* SET PROBLEM: Copy out the lines from the one containing "of the beige" through the one containing "x=138 y=278", inclusive, changing "red tractor" to "orange tractor" and leaving everything else as it is.

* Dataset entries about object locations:

== == ==

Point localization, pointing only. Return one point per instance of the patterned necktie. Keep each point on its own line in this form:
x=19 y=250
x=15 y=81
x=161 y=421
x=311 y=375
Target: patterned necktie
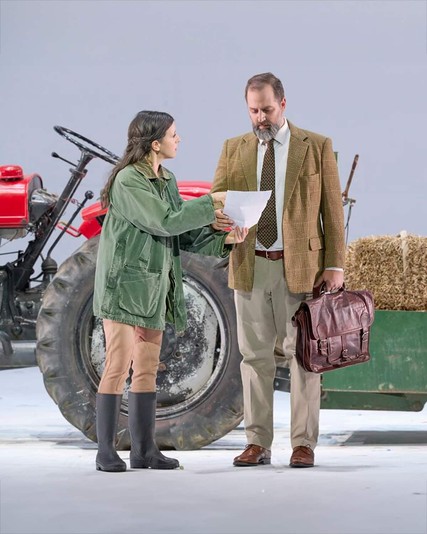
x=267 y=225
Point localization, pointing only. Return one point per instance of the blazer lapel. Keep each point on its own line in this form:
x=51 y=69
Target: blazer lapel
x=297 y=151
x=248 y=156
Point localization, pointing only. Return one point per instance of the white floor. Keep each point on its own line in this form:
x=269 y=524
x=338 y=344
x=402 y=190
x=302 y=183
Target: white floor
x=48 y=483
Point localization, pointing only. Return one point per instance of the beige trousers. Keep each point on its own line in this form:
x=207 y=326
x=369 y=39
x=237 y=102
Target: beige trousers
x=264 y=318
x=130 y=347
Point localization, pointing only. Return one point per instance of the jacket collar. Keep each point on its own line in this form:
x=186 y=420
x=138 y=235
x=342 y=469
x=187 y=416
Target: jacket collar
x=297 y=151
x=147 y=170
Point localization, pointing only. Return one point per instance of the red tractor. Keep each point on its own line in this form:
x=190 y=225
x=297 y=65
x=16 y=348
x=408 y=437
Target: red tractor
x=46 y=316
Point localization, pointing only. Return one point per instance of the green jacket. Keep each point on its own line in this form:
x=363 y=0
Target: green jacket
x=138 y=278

== == ==

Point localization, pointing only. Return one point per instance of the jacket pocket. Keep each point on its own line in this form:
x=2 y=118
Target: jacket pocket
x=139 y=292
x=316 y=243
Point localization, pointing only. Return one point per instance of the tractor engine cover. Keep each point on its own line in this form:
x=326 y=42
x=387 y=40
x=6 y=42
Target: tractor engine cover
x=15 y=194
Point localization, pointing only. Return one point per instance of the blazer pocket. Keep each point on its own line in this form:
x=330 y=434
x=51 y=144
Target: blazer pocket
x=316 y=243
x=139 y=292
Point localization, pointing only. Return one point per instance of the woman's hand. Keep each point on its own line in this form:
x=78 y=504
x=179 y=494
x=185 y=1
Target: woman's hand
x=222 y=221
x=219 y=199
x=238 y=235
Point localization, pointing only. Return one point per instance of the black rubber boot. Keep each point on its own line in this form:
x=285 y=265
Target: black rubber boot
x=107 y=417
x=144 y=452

== == ==

* EXERCISE OUTPUT:
Point localization, pointing only. Return one point per instance of the beige trousers. Keep each point on its own line in this form:
x=207 y=326
x=369 y=39
x=237 y=102
Target: beige trousers
x=264 y=318
x=130 y=347
Point localization, pointing only. Return one point per instance of the jacket collar. Keep each point on its own line in this form:
x=186 y=420
x=138 y=235
x=342 y=469
x=187 y=416
Target: jacket collar
x=297 y=151
x=147 y=170
Point localization, pointing only. Return one point per instance of the orange tractor. Keep each point on its own line in this form:
x=190 y=225
x=297 y=65
x=16 y=348
x=408 y=437
Target: orange tractor
x=46 y=316
Point localization, pointing only. Return one point per instance of the green jacket. Keep each point on its own line in this form:
x=363 y=0
Target: green jacket
x=138 y=278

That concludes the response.